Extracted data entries

= Beginning of Section =

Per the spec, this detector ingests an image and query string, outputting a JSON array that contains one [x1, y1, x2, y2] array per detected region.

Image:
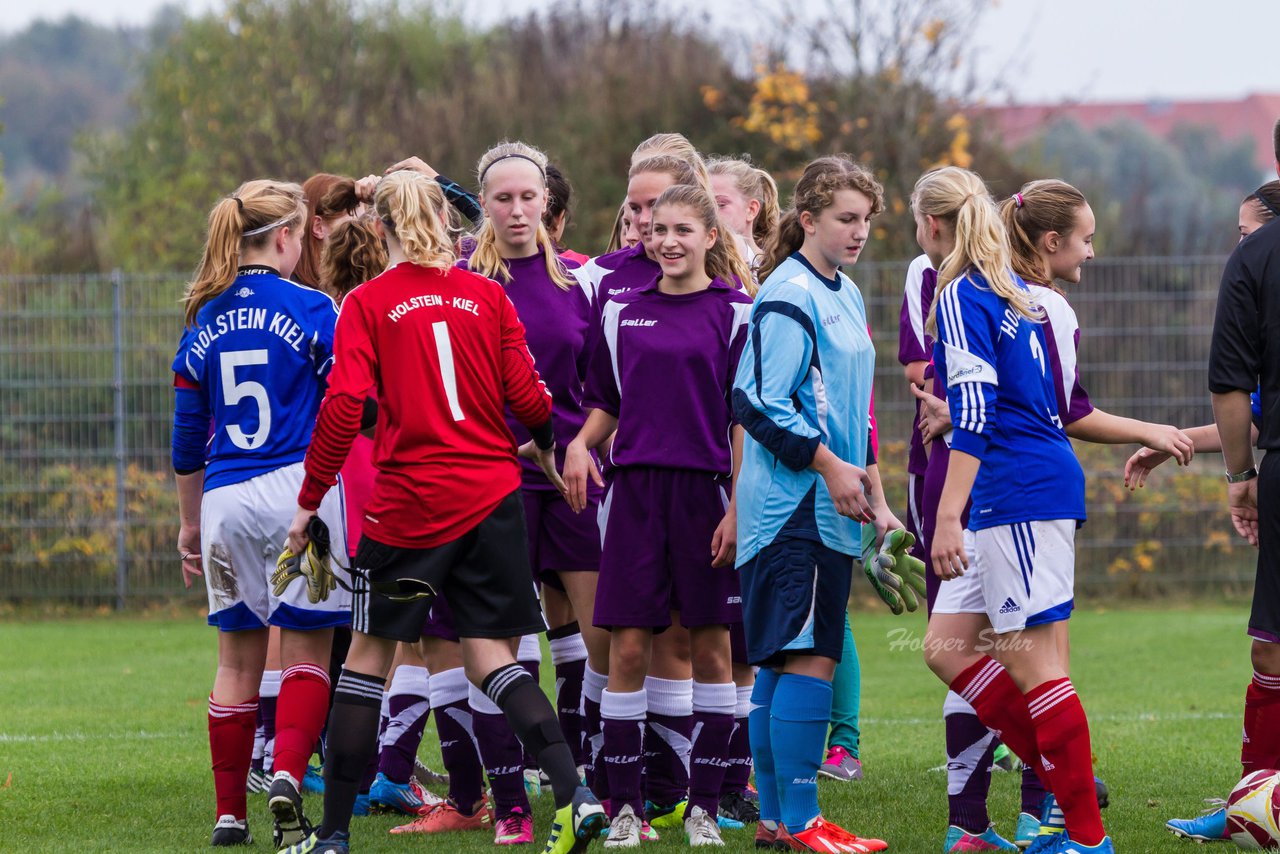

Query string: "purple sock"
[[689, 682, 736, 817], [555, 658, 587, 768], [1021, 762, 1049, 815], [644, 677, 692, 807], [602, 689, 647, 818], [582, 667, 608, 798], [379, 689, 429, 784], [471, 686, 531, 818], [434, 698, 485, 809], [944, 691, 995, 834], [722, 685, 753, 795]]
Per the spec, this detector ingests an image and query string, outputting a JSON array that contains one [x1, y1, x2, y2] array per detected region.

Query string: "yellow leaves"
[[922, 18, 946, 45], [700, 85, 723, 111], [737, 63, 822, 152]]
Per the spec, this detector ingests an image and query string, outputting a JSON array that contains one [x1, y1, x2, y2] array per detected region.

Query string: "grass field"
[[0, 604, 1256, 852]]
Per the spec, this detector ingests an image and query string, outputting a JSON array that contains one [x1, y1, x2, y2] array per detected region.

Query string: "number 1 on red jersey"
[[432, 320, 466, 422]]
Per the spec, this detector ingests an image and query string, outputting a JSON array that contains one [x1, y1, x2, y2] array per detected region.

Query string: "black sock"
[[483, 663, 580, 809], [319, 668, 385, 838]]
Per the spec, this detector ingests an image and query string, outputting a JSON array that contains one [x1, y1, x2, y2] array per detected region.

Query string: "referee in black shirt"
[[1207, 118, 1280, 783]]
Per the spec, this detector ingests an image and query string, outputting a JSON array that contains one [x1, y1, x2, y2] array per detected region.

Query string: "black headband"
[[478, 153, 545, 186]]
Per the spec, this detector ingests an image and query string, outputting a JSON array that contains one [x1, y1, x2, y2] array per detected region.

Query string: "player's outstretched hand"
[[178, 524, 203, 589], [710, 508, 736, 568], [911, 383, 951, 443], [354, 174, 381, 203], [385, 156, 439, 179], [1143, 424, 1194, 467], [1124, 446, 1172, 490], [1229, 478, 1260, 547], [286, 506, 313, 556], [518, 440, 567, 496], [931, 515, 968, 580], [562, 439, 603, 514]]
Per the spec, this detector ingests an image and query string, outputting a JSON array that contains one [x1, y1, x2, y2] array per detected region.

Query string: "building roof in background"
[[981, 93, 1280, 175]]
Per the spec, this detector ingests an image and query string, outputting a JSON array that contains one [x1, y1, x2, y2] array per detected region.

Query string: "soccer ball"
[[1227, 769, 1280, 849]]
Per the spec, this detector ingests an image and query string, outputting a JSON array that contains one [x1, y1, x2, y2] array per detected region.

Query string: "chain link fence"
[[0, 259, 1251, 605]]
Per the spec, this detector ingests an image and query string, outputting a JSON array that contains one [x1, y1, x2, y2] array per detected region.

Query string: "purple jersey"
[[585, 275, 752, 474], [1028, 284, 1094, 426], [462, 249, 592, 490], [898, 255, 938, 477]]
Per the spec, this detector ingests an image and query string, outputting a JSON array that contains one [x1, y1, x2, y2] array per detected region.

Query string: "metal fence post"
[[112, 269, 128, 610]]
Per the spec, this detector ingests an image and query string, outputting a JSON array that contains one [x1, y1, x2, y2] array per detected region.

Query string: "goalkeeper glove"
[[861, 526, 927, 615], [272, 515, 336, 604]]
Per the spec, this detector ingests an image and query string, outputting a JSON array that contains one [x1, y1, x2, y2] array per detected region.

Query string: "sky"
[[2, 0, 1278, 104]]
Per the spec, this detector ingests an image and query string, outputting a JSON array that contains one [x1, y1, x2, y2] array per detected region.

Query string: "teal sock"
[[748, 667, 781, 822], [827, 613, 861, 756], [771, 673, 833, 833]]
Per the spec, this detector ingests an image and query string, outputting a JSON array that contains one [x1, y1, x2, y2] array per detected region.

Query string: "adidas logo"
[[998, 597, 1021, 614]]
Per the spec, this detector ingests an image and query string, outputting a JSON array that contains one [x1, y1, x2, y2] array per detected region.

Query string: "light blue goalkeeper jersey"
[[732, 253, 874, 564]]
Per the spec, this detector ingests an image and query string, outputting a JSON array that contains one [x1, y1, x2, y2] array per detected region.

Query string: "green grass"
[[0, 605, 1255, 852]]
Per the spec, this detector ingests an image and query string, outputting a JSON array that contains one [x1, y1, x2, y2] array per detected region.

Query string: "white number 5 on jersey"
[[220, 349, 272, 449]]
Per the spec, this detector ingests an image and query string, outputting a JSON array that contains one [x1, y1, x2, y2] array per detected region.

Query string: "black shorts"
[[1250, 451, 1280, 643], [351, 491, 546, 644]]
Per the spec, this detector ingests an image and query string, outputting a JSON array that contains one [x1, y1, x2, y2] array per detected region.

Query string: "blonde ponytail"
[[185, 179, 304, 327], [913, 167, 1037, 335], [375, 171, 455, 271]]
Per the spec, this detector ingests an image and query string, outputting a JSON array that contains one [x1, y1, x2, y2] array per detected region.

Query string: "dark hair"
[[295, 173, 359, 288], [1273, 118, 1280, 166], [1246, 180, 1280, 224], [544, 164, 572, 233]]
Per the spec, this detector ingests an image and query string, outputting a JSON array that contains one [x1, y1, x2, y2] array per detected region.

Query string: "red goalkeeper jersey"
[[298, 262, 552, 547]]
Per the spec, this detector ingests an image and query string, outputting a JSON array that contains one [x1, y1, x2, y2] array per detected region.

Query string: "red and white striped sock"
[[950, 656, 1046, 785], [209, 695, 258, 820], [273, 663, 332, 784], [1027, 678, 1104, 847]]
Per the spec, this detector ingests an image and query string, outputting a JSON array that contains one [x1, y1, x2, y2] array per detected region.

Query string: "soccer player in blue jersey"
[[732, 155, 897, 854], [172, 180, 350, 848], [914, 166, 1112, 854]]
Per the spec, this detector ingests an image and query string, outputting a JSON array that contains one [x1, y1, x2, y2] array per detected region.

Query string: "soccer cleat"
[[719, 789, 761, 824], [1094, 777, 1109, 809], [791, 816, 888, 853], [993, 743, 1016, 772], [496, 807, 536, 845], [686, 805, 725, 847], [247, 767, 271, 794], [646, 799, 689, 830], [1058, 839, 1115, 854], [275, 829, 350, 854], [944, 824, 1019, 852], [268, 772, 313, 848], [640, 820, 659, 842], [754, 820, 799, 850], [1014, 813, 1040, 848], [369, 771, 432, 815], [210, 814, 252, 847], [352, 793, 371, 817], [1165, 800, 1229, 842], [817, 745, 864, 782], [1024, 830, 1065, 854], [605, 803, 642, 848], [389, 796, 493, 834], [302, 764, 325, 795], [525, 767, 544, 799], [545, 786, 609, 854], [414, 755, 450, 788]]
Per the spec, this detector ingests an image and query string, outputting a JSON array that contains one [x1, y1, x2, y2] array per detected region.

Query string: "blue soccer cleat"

= End of Section =

◆ **What is required**
Print the data once more without any change, skipping each picture.

◆ **Output**
Per the spec, this detector ingests an image and query string, outputting a JSON array that contains one [x1, y1, x2, y2] array per detected region.

Image:

Query string: "purple sock"
[[689, 682, 736, 817], [555, 658, 587, 768], [1021, 762, 1049, 815], [644, 677, 692, 807], [602, 689, 647, 818], [582, 667, 608, 798], [379, 689, 429, 784], [471, 686, 531, 818], [434, 698, 485, 809], [944, 691, 995, 834], [722, 685, 753, 795]]
Per the spec, this detector ingests an image and query string, outputting a JSON array that contains one [x1, y1, x2, y2] array per detected region.

Query string: "yellow leaves"
[[922, 18, 946, 45], [700, 85, 723, 111], [737, 63, 822, 152]]
Per the spec, this detector ingests an image and query string, outputting a JSON array that contains one [x1, y1, x2, y2] array per detected region.

Query string: "grass field"
[[0, 604, 1256, 852]]
Per the spec, this detector ingests an image and query string, outputting a JSON array that contains one [x1, y1, x2, y2] array per detected region.

Query string: "number 1 on red jersey"
[[432, 320, 466, 422]]
Per the spec, this detector ingests an image and query string, outputting a JSON array that contains one [x1, y1, x2, y2] array per detected region.

Query string: "black sock"
[[483, 663, 580, 809], [319, 668, 385, 838]]
Per the spec, this detector ingests an image and query string, outputting a JSON array that contains one [x1, y1, x2, y2] array per detected region.

Query string: "referee in black shirt"
[[1207, 118, 1280, 783]]
Per the spec, this detector ingests an image and query string, outputting a JSON array that contains one [x1, y1, x2, y2] array per detected region.

Query string: "black headband"
[[478, 153, 545, 186]]
Per the spec, this detector ingests an image and query string, outputting a JSON array that contains one [x1, y1, x2, y2] array per detected region.

Query string: "player's outstretched hand"
[[178, 524, 203, 589], [710, 508, 736, 568], [911, 383, 951, 443], [354, 174, 381, 203], [385, 156, 439, 179], [1143, 424, 1194, 467], [1124, 446, 1172, 490], [1229, 478, 1260, 547], [286, 506, 313, 556], [518, 440, 567, 496], [931, 515, 968, 580], [562, 439, 603, 514]]
Per the spec, this detector ingests an image and query string, outputting a JSON array that contains one [x1, y1, x2, y2] array per detected region.

Query string: "building roof in background"
[[981, 93, 1280, 175]]
Per the spec, this detector ingests an image and query string, outputting a JSON array that contains one [x1, y1, x2, y2] array per detected region.

Query string: "soccer ball"
[[1227, 769, 1280, 849]]
Per the spec, this detector ingests an image and query string, outputting a JSON array that contains one [x1, y1, x2, y2] array per detected region.

Query string: "chain link fence"
[[0, 259, 1251, 605]]
Per the spec, this detector ingests an image and query string, outputting a JSON array that contains one [x1, y1, x2, y2] array per detected region.

Query string: "purple jersey"
[[585, 275, 752, 474], [1028, 284, 1094, 426], [462, 249, 592, 490], [898, 255, 938, 477]]
Per the spec, this detector ingests an image and query string, outputting a JSON array that contains one [x1, y1, x2, y2] array per detected region.

Query string: "metal fence post"
[[112, 269, 128, 610]]
Per the spec, this detector ingests an image and query string, outputting a JSON array that contains one [x1, y1, x2, y2] array per detected region.

Query string: "goalkeeper glove"
[[861, 526, 927, 615], [272, 515, 336, 604]]
Per the spec, this detector ingests an image and query string, outputting a JSON array that contains one [x1, y1, x2, y2] array per detected region.

Query string: "sky"
[[2, 0, 1278, 104]]
Per the spec, this detector ingests an image and query string, outputting a JSON array that contains one [x1, y1, x2, y2] array per detected region.

Query string: "teal sock"
[[748, 667, 781, 822], [827, 613, 861, 756], [771, 673, 833, 833]]
Per the spec, this detector ingests an image and query string, outputting a JSON array that contains one [x1, y1, x2, y2] array per detected region.

Query string: "adidas logo"
[[998, 597, 1021, 614]]
Per the spec, this detector ingests an image and query string, outputting a JSON array that contains one [x1, y1, x2, y2] array per detected region.

Query string: "light blue goalkeeper jersey"
[[732, 253, 874, 564]]
Per the spec, this detector ingests an image and query string, outputting a JSON array that contains one [x1, y1, x2, y2] array per detected region.

Query string: "green grass"
[[0, 605, 1255, 852]]
Per the spec, this detector ingests an image and query string, outputting a JSON array that contains one [x1, y1, x2, y2] array per detected region.

Query string: "white number 5 on jersey"
[[220, 349, 272, 449]]
Per the spec, this detector ingests an image and query string, outputting a JSON array that contains one [x1, y1, x2, y2] array per detected region.

Query string: "black shorts"
[[1250, 451, 1280, 643], [351, 491, 546, 644]]
Per the spec, this detector ingests an image and query string, outputting a JSON array that contains one [x1, y1, x2, y2] array per detected region.

Query string: "blonde ponytail"
[[185, 179, 304, 327], [913, 167, 1037, 335], [375, 171, 455, 271]]
Per the spec, this detector ingests an image and query string, outputting a JSON array that contains one [x1, y1, x2, y2] array per detected region.

Query string: "dark hair"
[[295, 173, 359, 288], [1273, 118, 1280, 166], [1246, 180, 1280, 224], [544, 164, 572, 233]]
Per the spec, this detector ingests an image and query string, outputting a JSON array that contains one [x1, y1, x2, y2] array per detected region.

Query string: "red goalkeeper jersey"
[[298, 262, 552, 547]]
Per the spec, this detector ingests an image and query string, outputting a JSON array that contains one [x1, y1, x2, y2] array per detected region.

Query string: "red and white striped sock"
[[950, 656, 1046, 785], [209, 695, 258, 820], [273, 663, 332, 784], [1027, 678, 1104, 847]]
Per the spec, this detector ingests an image and query string, outputting a JSON array that contains one [x1, y1, x2, y2] array per detected region.

Query string: "soccer player in blue jersey"
[[732, 155, 897, 854], [172, 180, 350, 848], [914, 166, 1112, 854]]
Per the spec, this detector ingests an image and query string, outputting a JSON array that contains one [x1, y1, x2, y2] array per detected region.

Query string: "soccer cleat"
[[719, 789, 761, 824], [1094, 777, 1109, 809], [791, 816, 888, 853], [993, 743, 1016, 772], [496, 807, 536, 845], [686, 805, 725, 847], [247, 767, 271, 794], [646, 799, 689, 830], [1058, 839, 1115, 854], [275, 829, 350, 854], [944, 824, 1019, 852], [268, 772, 313, 848], [640, 820, 659, 842], [754, 820, 799, 850], [1014, 813, 1040, 848], [369, 771, 432, 815], [210, 814, 252, 847], [352, 793, 371, 817], [1165, 800, 1229, 842], [817, 745, 864, 782], [1024, 830, 1065, 854], [605, 803, 642, 848], [389, 796, 493, 834], [302, 764, 325, 795], [525, 767, 544, 799], [545, 786, 609, 854], [414, 755, 450, 788]]
Per the spec, this detector ingests an image and query string, outputting a JSON array that contains one [x1, y1, x2, y2] array per detected region.

Query string: "blue soccer cleat"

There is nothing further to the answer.